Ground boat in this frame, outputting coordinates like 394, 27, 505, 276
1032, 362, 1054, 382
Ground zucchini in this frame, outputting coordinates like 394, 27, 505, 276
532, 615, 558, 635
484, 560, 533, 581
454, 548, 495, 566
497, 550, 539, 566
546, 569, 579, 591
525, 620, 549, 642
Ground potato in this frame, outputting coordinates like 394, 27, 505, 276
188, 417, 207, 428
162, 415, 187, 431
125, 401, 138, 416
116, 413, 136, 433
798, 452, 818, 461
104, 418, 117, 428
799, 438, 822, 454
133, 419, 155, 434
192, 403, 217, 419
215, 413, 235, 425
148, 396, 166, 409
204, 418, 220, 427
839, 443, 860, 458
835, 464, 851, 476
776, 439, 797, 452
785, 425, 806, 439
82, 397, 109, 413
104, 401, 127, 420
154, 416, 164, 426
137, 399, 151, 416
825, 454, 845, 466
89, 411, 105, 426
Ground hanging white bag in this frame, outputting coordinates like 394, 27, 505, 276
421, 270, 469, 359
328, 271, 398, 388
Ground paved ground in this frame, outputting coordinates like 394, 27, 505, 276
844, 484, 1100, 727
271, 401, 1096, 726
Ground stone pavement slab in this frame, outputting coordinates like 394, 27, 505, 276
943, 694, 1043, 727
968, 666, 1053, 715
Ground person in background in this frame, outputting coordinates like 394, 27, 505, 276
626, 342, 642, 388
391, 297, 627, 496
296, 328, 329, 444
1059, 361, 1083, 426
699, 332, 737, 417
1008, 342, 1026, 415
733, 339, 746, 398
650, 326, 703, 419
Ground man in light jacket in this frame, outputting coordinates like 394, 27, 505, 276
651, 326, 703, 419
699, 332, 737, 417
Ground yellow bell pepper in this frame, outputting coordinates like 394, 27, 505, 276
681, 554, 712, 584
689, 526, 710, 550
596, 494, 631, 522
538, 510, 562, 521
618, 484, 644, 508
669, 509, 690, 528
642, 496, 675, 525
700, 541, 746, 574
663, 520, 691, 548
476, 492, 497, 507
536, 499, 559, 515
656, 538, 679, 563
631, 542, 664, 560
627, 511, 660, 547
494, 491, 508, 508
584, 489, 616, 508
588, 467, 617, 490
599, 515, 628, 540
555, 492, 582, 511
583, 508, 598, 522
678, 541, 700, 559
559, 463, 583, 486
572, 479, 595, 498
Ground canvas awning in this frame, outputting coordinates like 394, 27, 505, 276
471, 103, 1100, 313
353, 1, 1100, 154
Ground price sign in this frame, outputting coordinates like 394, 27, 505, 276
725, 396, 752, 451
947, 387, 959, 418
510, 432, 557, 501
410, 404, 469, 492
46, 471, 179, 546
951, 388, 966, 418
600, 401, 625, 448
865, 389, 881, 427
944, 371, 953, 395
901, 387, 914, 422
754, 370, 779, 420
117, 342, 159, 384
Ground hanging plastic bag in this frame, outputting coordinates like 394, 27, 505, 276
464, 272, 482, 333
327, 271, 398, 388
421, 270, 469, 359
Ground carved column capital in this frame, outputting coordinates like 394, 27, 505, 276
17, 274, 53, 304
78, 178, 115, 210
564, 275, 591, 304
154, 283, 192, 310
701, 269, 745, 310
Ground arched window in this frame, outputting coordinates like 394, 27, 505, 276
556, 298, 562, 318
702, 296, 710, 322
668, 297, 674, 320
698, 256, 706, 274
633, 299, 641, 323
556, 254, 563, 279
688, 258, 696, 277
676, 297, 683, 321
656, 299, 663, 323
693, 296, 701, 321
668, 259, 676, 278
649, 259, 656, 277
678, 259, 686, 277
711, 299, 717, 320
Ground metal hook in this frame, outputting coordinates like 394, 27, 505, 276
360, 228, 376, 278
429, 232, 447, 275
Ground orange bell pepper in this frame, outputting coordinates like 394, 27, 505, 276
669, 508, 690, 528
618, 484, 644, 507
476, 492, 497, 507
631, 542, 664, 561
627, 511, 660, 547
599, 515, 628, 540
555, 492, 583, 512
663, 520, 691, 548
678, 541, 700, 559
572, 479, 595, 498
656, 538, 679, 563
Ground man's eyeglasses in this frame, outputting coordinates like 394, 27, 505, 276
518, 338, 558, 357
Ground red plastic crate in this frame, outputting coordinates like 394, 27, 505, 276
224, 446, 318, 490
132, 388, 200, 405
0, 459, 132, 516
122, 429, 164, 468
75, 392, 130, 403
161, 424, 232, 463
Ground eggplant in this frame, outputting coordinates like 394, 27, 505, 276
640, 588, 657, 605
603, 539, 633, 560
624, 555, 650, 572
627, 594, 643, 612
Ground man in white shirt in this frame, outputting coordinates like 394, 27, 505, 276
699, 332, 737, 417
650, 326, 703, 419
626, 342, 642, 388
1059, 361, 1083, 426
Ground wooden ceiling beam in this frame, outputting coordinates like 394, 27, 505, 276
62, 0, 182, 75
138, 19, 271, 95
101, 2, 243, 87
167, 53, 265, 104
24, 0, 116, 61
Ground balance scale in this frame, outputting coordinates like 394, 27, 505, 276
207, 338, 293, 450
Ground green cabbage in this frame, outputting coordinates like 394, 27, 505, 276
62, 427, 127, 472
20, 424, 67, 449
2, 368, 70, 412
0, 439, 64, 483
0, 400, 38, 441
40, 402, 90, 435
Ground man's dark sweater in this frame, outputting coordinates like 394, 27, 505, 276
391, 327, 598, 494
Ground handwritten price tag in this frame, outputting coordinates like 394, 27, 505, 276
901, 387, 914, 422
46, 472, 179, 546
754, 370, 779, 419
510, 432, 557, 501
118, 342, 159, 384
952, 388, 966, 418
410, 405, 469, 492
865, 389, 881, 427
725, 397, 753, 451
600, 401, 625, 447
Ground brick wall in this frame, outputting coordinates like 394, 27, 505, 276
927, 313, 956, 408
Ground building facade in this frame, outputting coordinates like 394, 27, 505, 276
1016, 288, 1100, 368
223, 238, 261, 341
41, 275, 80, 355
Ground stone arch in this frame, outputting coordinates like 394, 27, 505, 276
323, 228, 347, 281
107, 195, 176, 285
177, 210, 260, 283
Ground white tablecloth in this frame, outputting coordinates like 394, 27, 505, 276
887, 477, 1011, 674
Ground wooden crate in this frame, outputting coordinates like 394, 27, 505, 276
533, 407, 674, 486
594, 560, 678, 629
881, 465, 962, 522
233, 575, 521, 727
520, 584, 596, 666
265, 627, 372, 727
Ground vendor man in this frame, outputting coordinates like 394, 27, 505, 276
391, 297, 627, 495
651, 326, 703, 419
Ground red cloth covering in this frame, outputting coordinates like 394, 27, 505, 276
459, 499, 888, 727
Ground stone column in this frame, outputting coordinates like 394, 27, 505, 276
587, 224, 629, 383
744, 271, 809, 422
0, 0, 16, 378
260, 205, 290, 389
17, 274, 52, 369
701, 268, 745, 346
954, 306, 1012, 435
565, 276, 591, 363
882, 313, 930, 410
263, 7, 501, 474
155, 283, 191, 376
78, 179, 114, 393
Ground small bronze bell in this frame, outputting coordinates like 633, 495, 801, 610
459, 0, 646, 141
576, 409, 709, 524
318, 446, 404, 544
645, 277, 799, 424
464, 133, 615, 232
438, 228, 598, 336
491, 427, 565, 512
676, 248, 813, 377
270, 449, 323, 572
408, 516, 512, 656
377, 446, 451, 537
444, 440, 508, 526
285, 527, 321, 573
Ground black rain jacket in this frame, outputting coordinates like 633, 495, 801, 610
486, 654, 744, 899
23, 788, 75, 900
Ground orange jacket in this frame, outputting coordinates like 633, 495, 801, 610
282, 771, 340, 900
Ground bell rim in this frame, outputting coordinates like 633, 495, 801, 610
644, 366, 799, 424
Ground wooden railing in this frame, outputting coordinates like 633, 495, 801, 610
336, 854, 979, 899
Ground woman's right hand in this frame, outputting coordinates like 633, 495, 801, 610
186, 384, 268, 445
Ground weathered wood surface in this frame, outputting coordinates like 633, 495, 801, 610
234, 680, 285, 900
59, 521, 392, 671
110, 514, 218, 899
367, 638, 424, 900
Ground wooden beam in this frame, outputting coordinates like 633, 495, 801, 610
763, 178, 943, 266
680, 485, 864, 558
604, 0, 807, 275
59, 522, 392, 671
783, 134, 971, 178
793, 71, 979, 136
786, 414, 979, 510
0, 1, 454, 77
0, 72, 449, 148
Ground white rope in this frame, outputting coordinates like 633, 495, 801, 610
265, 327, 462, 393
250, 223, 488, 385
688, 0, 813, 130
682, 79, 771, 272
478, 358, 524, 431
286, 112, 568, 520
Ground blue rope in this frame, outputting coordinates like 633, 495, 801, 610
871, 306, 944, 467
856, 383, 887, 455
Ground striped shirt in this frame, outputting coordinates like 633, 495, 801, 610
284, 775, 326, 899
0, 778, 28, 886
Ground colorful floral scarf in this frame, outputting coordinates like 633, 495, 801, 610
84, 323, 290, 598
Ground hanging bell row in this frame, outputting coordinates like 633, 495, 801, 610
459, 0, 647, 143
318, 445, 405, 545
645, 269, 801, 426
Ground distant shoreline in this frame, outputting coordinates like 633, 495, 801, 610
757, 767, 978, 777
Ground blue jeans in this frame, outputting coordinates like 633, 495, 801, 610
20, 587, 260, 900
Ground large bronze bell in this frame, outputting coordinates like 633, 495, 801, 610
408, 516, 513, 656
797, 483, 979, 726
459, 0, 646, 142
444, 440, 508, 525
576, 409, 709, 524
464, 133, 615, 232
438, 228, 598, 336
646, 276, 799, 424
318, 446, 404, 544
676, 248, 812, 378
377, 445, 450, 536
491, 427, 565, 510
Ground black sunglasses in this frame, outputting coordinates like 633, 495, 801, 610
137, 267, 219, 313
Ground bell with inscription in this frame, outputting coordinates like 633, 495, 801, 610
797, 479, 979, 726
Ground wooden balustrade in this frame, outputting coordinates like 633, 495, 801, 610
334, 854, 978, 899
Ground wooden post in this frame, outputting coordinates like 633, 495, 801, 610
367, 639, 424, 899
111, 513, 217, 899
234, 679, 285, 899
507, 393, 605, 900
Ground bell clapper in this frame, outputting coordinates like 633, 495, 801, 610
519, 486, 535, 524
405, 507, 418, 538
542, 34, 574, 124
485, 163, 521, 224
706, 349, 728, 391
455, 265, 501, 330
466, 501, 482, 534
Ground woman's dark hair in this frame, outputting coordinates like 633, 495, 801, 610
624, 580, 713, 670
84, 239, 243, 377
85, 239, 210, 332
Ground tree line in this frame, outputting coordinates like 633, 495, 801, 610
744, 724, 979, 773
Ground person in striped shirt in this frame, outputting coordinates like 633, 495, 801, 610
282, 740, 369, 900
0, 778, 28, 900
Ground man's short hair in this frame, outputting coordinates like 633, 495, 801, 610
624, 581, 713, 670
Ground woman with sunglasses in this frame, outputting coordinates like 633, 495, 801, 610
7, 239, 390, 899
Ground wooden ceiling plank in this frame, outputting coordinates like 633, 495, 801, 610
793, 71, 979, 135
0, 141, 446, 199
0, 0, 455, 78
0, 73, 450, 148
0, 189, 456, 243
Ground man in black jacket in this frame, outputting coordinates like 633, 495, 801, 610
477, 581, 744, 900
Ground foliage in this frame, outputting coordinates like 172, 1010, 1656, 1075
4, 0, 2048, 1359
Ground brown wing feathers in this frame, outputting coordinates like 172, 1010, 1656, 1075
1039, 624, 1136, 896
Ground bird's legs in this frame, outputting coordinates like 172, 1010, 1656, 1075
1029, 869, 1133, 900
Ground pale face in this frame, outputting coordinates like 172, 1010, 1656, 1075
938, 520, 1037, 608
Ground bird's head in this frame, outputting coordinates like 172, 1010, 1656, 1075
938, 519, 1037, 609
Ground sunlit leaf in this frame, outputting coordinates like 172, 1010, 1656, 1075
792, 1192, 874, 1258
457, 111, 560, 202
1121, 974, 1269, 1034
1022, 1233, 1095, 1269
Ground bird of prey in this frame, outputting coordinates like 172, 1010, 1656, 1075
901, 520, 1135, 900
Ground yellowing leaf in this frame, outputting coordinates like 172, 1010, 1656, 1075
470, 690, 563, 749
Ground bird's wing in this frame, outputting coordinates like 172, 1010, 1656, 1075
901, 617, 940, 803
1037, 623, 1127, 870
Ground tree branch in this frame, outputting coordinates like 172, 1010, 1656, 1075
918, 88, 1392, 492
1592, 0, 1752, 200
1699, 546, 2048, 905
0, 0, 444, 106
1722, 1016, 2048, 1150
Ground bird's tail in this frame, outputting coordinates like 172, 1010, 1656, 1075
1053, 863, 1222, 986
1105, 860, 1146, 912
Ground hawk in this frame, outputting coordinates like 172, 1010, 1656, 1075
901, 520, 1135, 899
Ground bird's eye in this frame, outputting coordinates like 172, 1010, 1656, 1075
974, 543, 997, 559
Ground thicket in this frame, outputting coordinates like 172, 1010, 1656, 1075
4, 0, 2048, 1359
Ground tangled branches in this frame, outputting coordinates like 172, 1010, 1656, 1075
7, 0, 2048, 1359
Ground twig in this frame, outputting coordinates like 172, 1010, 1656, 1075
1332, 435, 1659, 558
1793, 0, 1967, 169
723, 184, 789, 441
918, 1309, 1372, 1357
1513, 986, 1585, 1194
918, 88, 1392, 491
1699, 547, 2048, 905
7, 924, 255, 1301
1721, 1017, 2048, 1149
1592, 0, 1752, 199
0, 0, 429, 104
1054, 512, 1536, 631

^^^^

▶ [Work instructions]: Respond with the exact lines running from the one that contains "Ground bird's eye" through the last line of the data above, and no other lines.

▶ [Answer box]:
Ground bird's eye in this frame, outputting coordinates like 172, 1010, 1656, 1075
974, 543, 997, 559
Ground thicket in this frame, outputting coordinates like 172, 1010, 1656, 1075
4, 0, 2048, 1359
Ground tangled branches in this frame, outputting coordinates like 172, 1010, 1656, 1075
7, 0, 2048, 1359
Ground twig in this frame, outputting coordinates like 172, 1010, 1656, 1075
1332, 435, 1659, 558
1793, 0, 1967, 169
723, 184, 789, 441
918, 1309, 1372, 1357
1513, 986, 1585, 1194
918, 88, 1392, 491
1699, 547, 2048, 905
7, 924, 255, 1301
1721, 1017, 2048, 1149
1592, 0, 1752, 199
0, 0, 429, 104
1054, 512, 1536, 631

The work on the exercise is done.